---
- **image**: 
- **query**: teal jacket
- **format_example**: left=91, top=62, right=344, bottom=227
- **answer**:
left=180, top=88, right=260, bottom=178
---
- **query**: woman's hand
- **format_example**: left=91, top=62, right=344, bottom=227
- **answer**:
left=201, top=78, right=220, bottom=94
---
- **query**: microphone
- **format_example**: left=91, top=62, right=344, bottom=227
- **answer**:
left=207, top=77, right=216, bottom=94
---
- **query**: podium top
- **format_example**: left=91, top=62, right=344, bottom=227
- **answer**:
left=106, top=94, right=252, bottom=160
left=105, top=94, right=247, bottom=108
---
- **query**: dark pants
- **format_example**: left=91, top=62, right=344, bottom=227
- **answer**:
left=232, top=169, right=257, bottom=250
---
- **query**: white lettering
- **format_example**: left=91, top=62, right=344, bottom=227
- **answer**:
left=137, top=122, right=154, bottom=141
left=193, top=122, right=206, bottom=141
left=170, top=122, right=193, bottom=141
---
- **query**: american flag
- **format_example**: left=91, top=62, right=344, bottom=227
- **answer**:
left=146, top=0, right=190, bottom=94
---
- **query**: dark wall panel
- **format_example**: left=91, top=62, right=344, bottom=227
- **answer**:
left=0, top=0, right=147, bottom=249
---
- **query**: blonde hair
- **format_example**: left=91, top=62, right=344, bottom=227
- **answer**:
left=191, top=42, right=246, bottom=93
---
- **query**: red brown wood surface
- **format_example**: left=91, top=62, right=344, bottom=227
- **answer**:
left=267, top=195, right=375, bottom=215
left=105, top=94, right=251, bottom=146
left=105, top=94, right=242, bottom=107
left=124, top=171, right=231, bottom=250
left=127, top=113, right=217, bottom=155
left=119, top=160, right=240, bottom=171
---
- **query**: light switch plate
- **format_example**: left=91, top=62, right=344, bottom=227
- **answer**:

------------

Copy every entry above verbatim, keeping each line unchanged and in its original order.

---
- **image**: 
- **query**: teal jacket
- **format_example**: left=91, top=62, right=344, bottom=227
- **answer**:
left=180, top=88, right=260, bottom=178
---
- **query**: woman's hand
- **format_example**: left=91, top=62, right=344, bottom=227
- **answer**:
left=201, top=78, right=220, bottom=94
---
- **query**: microphone
- **format_example**: left=91, top=62, right=344, bottom=227
- **answer**:
left=207, top=77, right=216, bottom=94
---
- **query**: podium top
- **format_example**: left=91, top=62, right=344, bottom=227
- **answer**:
left=106, top=94, right=252, bottom=160
left=105, top=94, right=247, bottom=108
---
- **query**: dark pants
- **format_example**: left=91, top=62, right=344, bottom=227
- **answer**:
left=232, top=169, right=257, bottom=250
---
- **query**: white lettering
- **format_example**: left=91, top=62, right=344, bottom=227
- **answer**:
left=137, top=122, right=154, bottom=141
left=193, top=122, right=206, bottom=141
left=170, top=122, right=193, bottom=141
---
- **query**: american flag
- **format_example**: left=91, top=62, right=344, bottom=227
- **answer**:
left=146, top=0, right=190, bottom=94
---
- **query**: dark wall panel
- **format_example**: left=91, top=62, right=344, bottom=227
- **answer**:
left=0, top=0, right=147, bottom=249
---
- **query**: blonde hair
- **format_example**: left=91, top=62, right=344, bottom=227
- **answer**:
left=191, top=42, right=246, bottom=93
---
- **query**: red brown wood surface
- **format_example**: left=91, top=62, right=344, bottom=227
- **answer**:
left=267, top=195, right=375, bottom=215
left=105, top=94, right=251, bottom=146
left=105, top=94, right=242, bottom=107
left=124, top=171, right=231, bottom=250
left=127, top=113, right=217, bottom=155
left=119, top=160, right=240, bottom=171
---
- **query**: light switch plate
- **format_example**: left=91, top=62, right=344, bottom=227
- **answer**:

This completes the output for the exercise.